=== Listed records ===

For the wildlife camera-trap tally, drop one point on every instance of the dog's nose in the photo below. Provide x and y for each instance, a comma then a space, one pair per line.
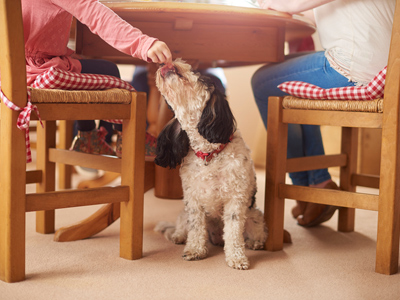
167, 69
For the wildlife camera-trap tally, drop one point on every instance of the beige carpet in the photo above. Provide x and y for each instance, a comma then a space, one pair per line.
320, 264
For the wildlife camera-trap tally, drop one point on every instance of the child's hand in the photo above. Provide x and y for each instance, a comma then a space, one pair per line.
160, 53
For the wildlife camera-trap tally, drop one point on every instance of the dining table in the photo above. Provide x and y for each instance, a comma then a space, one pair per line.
206, 35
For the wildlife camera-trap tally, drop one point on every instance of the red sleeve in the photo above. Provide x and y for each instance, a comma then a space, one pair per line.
109, 26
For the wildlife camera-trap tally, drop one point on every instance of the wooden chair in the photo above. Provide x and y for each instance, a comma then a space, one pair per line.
14, 202
350, 115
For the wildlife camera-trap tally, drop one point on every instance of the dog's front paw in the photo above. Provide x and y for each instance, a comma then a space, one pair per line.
178, 238
239, 264
254, 245
195, 254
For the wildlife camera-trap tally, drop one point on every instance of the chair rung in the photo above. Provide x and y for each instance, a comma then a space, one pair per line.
73, 198
93, 161
366, 180
338, 118
330, 197
315, 162
33, 176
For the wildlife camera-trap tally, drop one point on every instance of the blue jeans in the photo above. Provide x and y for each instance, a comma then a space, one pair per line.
303, 140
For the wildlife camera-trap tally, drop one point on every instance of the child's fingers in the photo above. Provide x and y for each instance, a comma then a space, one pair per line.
160, 53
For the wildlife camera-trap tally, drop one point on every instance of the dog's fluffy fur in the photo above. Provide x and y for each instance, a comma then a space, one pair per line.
219, 196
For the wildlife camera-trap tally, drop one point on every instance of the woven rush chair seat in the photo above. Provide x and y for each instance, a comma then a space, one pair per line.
114, 95
374, 106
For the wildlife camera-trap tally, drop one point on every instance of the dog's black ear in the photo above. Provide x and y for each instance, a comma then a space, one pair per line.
217, 122
172, 145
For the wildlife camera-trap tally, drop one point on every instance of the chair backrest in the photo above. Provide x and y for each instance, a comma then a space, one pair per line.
12, 52
392, 81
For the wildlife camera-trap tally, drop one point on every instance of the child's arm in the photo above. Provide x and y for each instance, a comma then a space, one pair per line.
115, 31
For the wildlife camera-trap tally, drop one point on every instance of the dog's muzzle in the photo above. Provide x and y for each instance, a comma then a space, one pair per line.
167, 69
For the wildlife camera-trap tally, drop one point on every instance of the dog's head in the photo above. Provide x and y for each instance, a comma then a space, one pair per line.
197, 104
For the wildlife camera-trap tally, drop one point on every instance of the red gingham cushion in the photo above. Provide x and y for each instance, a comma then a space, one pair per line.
373, 90
58, 79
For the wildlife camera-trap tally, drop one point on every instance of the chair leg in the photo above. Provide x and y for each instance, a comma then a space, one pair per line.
350, 147
65, 134
46, 138
132, 175
275, 175
12, 199
387, 248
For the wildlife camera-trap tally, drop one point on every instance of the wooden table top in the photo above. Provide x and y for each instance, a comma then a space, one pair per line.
217, 35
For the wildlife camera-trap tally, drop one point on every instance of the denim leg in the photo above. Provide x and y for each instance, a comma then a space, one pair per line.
303, 140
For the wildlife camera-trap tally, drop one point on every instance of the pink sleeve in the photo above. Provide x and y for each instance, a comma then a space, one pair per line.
109, 26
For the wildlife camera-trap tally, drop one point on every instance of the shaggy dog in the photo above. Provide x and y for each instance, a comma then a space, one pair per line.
217, 172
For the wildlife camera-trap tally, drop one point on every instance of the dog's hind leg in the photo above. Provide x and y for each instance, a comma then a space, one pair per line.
234, 221
179, 235
255, 233
196, 248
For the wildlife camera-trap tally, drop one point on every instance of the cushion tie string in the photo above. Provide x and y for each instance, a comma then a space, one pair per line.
23, 119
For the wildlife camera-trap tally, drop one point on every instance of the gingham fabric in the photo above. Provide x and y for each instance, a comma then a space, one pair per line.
58, 79
23, 120
373, 90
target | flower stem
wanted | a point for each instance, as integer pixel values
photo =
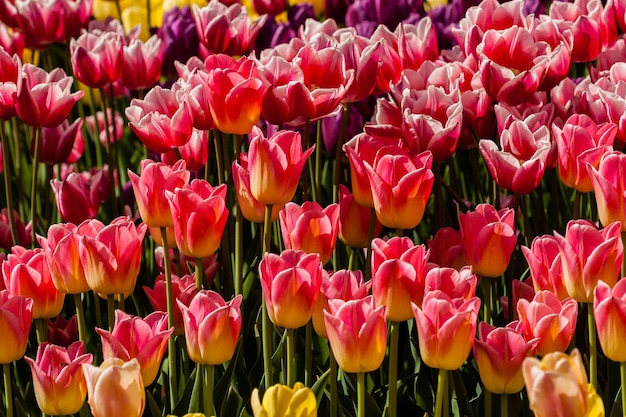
(33, 190)
(171, 345)
(442, 382)
(593, 348)
(392, 394)
(8, 394)
(291, 357)
(80, 317)
(360, 390)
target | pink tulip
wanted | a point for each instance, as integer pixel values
(446, 329)
(589, 255)
(16, 316)
(112, 256)
(212, 327)
(291, 284)
(200, 214)
(44, 99)
(357, 332)
(488, 237)
(310, 228)
(58, 380)
(499, 353)
(142, 338)
(115, 388)
(275, 165)
(550, 320)
(398, 274)
(26, 273)
(149, 188)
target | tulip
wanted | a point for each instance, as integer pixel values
(16, 315)
(281, 400)
(97, 58)
(212, 327)
(609, 181)
(499, 354)
(112, 256)
(44, 99)
(558, 386)
(446, 329)
(550, 320)
(58, 380)
(401, 185)
(291, 284)
(398, 273)
(275, 165)
(142, 338)
(310, 228)
(200, 214)
(609, 309)
(26, 273)
(150, 187)
(115, 388)
(589, 255)
(357, 333)
(162, 120)
(488, 237)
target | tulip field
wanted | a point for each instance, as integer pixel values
(344, 208)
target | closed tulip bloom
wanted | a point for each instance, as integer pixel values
(557, 386)
(212, 327)
(281, 400)
(499, 353)
(609, 308)
(401, 184)
(26, 273)
(275, 165)
(115, 388)
(16, 316)
(61, 248)
(112, 256)
(142, 338)
(589, 255)
(310, 228)
(446, 329)
(291, 284)
(97, 58)
(398, 273)
(58, 379)
(488, 237)
(149, 188)
(357, 332)
(609, 186)
(44, 99)
(200, 214)
(550, 320)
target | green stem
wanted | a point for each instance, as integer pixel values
(360, 390)
(593, 347)
(442, 382)
(7, 183)
(209, 383)
(33, 190)
(291, 357)
(392, 395)
(80, 317)
(171, 345)
(8, 394)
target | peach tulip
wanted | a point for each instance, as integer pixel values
(212, 327)
(446, 329)
(58, 380)
(115, 388)
(357, 332)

===

— Problem to solve —
Return each line of the data, keeping its wording exact and omitting pictures.

— Result for this task —
For the wildlife camera-trap tally, drop one point on every instance of the dog's nose in the photo below. Provide x and y for each instance, a comma then a space, one pair per line.
167, 69
For the wildlife camera-trap tally, drop one point on every instance of the beige carpet in the photo above. Provide x and y for each instance, a comma then a space, one pair per line.
320, 264
For the wildlife camera-trap tally, drop one point on every instance of the child's hand in the photo above. Provide x and y for each instance, a comma then a space, one pair per line.
160, 53
For the wildlife camera-trap tally, drop one point on every instance of the dining table in the photo above. Provide x and y for each instance, a comma then a space, one pair per line.
206, 35
For the wildlife camera-trap tally, drop one point on every instance of the red sleeve in the photo above. Provide x and y for each instance, a comma then a space, one pair per line.
109, 26
For the wildlife camera-trap tally, drop one point on every instance of the wooden chair in the photo above. Provide x and y for each instance, a comma then a space, one pair per line.
14, 202
350, 115
For the wildlife camera-trap tally, drop one point on every instance of the dog's front paw in the photo above. Provide x and y for each instance, a comma then a space, one pair per line.
178, 238
239, 264
254, 245
195, 254
For the wildlife camera-trap tally, drop one point on every instance of the chair rung in the photo above. Provide x and y for each instance, a comma then a space, one pair per line.
73, 198
93, 161
366, 180
338, 118
330, 197
315, 162
33, 176
For the wildlife camera-trap tally, drop one point on every instance of the blue jeans in the photo above. Provide x and y for each instance, a comma then a space, one pair per line.
303, 140
For the wildlife camera-trap tally, drop one point on every instance of the child's fingers in the photo above. Provide x and y for each instance, a comma then a space, one pair per line.
160, 53
For the wildlife camera-trap tally, drop one point on every instance of the dog's fluffy fur in the photo above. Provide x and y for each instance, a comma then a space, one pair per line.
219, 196
For the wildlife camera-trap tally, drop one point on every instance of the woven rush chair seat in the photo above. Provide x and y for each instance, a comma then a space, one pair per line.
114, 95
374, 106
For the wildlife camera-trap tally, drop one point on every instance of the dog's black ear in the photo above. Provide x and y for each instance, a comma then a space, one pair per line.
217, 122
172, 145
For the wildlife camera-trap tally, drop one point on every instance of the chair backrest in the photo above. Provide x and y for each instance, a comma then a space, one pair per line.
12, 52
392, 81
For the wildlife camera-trap tally, drop one point on every instance of the child's arm in the photo above. Provide x and y for each instance, a comma then a space, one pair per line.
115, 31
For the wildlife camera-trap tally, drop one point on every instance of the dog's muzzle in the photo above. Provide x and y for each instance, a comma then a space, one pair per line.
167, 69
For the wildlife camera-trap tally, drop one point on every instance of the dog's head in the photo above. Provide x and y for each instance, a comma then a space, one pair per line.
197, 104
For the wildlife camera-trap tally, drop one point on every instance of the red gingham cushion in the photo above. Provide x and y for each instance, a comma then a space, one pair per line.
373, 90
58, 79
For the wildlife camera-trap tally, drop one point on every instance of the chair leg in the photo above. Provide x and y for each instance, a comma then a space, one pair per line.
350, 147
65, 134
46, 138
132, 175
275, 175
12, 199
387, 248
For the wildlife camera-trap tally, drop one point on every instance of the wooden table top in the photo above. Provide x and y for each instance, a comma then a space, one pair per line.
217, 35
For the wildlife camera-trap tally, drop one point on every instance of the denim leg in the photo above. Provide x and y for each instance, a comma then a space, one pair per line.
303, 140
For the wildlife camera-trap tally, drop one point on every instance of the pink sleeve in the photo above. Provide x and y for each instance, a comma then a space, one pair per line.
109, 26
For the wildlife camera-trap tally, drop one point on every instance of the shaggy dog in the photo above. Provide x and y for each instance, a comma then a space, one pair per line.
217, 172
For the wildlife camera-trap tally, drop one point on every instance of the dog's hind leg in the photo above. Provide x and y for each instance, a comma then a space, one pair per line.
234, 221
179, 235
255, 233
196, 248
For the wildlife camera-trap tally, drop one point on every instance of the cushion tie string in the photo above. Provide x and y for each instance, a comma then a space, one pair per line.
23, 119
For the wildlife camera-trap tally, drop one point on every instance of the gingham fabric in the photo above. Provide x and y for each instance, a comma then a space, one pair per line.
58, 79
23, 120
373, 90
target | flower stem
wanted | a point for each instance, as integer pixel values
photo =
(33, 190)
(171, 345)
(442, 382)
(593, 348)
(392, 394)
(8, 394)
(291, 357)
(80, 317)
(360, 390)
target | pink tulip
wanted | a point for each instance, as integer pixel values
(446, 329)
(589, 255)
(16, 316)
(112, 256)
(212, 327)
(291, 284)
(200, 214)
(44, 99)
(357, 332)
(488, 237)
(310, 228)
(58, 380)
(499, 353)
(142, 338)
(115, 388)
(275, 165)
(550, 320)
(398, 274)
(26, 273)
(149, 188)
target | tulip
wanted | a point for each instance, as integer pixel values
(16, 315)
(281, 400)
(97, 58)
(212, 327)
(609, 181)
(499, 354)
(112, 256)
(44, 99)
(558, 386)
(446, 329)
(550, 320)
(58, 380)
(401, 185)
(291, 284)
(398, 273)
(275, 165)
(142, 338)
(310, 228)
(200, 214)
(609, 309)
(26, 273)
(150, 187)
(115, 388)
(589, 255)
(357, 333)
(162, 120)
(488, 237)
target | tulip field
wanted | a point for each instance, as integer pixel values
(344, 208)
target | closed tulip bloom
wanted | a point for each instance, as integer pixel values
(557, 386)
(212, 327)
(281, 400)
(499, 353)
(609, 308)
(401, 184)
(26, 273)
(275, 165)
(115, 388)
(16, 316)
(61, 248)
(112, 256)
(142, 338)
(589, 255)
(310, 228)
(446, 329)
(291, 284)
(97, 58)
(398, 273)
(58, 379)
(488, 237)
(149, 188)
(357, 332)
(609, 186)
(44, 99)
(200, 214)
(550, 320)
target | green stem
wanted | a point for each instance, as integer pixel values
(360, 390)
(593, 347)
(442, 382)
(7, 183)
(209, 383)
(33, 190)
(291, 357)
(392, 395)
(80, 317)
(171, 345)
(8, 394)
target | peach tulip
wanted | a point for each instance, as integer pixel values
(212, 327)
(446, 329)
(58, 380)
(115, 388)
(357, 332)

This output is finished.